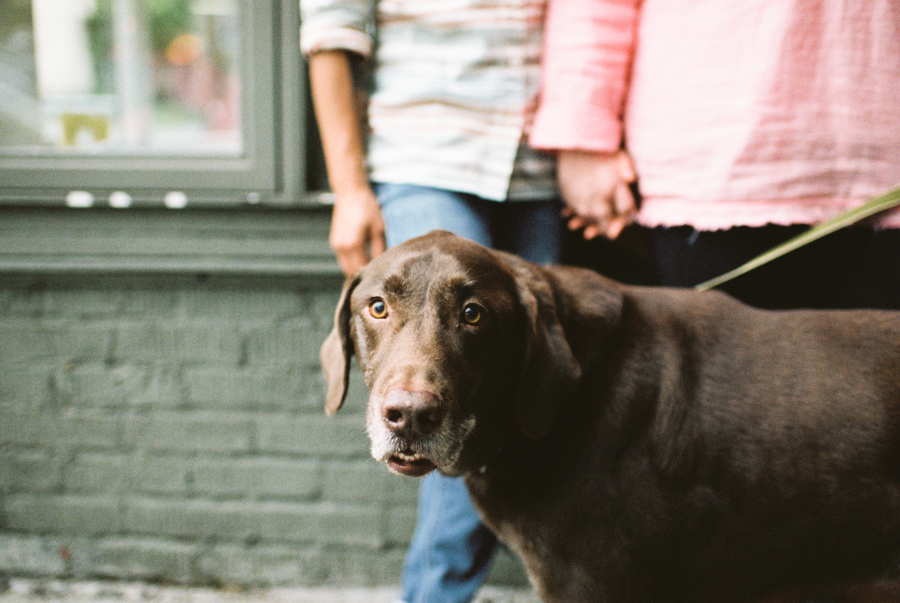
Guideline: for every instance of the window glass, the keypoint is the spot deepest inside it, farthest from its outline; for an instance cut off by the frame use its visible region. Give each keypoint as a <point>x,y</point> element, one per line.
<point>120,77</point>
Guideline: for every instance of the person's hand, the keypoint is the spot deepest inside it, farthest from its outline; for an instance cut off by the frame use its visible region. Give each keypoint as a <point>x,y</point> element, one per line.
<point>595,188</point>
<point>357,229</point>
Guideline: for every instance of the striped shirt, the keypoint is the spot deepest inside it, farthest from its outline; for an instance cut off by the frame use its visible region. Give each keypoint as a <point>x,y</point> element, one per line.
<point>455,86</point>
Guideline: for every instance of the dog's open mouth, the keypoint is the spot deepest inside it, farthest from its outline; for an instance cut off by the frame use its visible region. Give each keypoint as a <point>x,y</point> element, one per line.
<point>411,464</point>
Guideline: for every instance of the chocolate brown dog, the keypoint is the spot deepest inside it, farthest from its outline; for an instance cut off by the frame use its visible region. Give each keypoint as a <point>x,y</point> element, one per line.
<point>632,445</point>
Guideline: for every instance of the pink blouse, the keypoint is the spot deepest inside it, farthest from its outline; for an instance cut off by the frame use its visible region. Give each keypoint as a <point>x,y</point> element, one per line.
<point>735,113</point>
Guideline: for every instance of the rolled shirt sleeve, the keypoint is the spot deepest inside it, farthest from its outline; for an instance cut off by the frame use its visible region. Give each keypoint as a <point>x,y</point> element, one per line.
<point>337,25</point>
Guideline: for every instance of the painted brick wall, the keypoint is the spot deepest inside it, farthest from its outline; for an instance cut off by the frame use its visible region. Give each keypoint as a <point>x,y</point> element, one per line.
<point>171,428</point>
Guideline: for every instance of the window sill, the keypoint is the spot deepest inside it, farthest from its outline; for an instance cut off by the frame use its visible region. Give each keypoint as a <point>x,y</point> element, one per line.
<point>240,241</point>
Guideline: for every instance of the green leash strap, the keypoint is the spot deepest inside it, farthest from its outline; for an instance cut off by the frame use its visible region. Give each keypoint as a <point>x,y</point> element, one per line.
<point>879,204</point>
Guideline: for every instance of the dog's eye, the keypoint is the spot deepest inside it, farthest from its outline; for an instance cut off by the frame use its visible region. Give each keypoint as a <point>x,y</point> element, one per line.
<point>472,314</point>
<point>377,308</point>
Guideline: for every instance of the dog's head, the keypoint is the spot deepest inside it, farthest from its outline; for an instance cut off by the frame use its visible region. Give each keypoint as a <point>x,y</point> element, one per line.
<point>458,344</point>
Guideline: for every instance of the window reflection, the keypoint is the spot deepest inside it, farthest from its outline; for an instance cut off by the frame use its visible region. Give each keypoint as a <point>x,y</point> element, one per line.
<point>122,77</point>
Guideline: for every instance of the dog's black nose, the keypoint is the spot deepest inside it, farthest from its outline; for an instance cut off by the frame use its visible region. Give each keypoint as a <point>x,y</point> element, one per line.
<point>412,414</point>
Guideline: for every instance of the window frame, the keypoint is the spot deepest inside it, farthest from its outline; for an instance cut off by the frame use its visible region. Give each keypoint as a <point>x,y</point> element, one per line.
<point>271,169</point>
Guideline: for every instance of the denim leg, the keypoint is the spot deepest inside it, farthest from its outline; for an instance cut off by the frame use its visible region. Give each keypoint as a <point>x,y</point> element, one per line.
<point>449,556</point>
<point>451,549</point>
<point>410,211</point>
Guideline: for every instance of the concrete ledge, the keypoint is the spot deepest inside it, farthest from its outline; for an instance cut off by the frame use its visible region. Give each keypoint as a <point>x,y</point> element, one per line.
<point>247,240</point>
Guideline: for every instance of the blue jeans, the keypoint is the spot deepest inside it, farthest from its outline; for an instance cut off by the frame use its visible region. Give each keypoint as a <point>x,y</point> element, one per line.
<point>450,553</point>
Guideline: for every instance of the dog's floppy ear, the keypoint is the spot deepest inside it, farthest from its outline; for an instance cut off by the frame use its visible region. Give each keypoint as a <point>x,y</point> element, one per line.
<point>337,350</point>
<point>550,371</point>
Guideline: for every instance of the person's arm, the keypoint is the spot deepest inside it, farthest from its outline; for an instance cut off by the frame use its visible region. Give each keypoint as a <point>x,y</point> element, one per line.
<point>588,47</point>
<point>357,227</point>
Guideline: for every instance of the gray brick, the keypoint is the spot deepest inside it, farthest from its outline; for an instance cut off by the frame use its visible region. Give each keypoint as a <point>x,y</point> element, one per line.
<point>162,474</point>
<point>52,514</point>
<point>85,302</point>
<point>195,342</point>
<point>23,428</point>
<point>97,384</point>
<point>30,470</point>
<point>91,473</point>
<point>257,477</point>
<point>231,388</point>
<point>290,342</point>
<point>190,431</point>
<point>84,430</point>
<point>144,559</point>
<point>360,481</point>
<point>190,518</point>
<point>240,304</point>
<point>315,435</point>
<point>26,386</point>
<point>321,523</point>
<point>364,567</point>
<point>30,554</point>
<point>31,341</point>
<point>288,478</point>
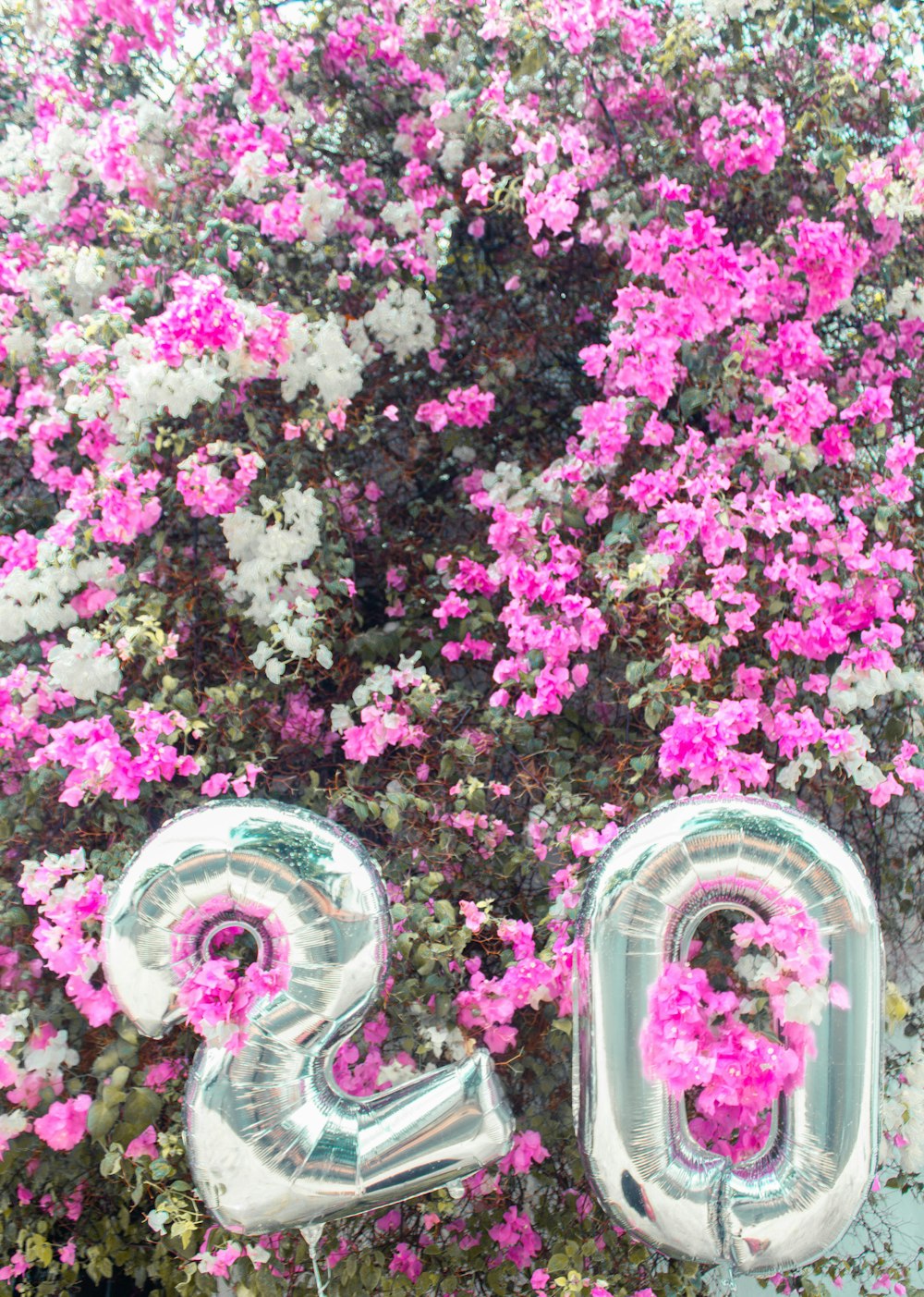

=======

◆ 課題内容: 上の記録のうち、「brick」という語を含む行をすべて集めてください。

◆ 回答:
Guideline: for every instance of the painted brick wall, the keypoint is the spot deepest inside it, farthest from its outline; for an instance cut off by the frame use its visible region. Give each keypoint as a <point>x,y</point> element, one per line.
Guideline: for every instance of the gray brick, the keypoint is the spot deepest inside it, farthest from its outline; for an instance cut off by the frame use its visible region. Give each keypoint as a <point>x,y</point> element, one per line.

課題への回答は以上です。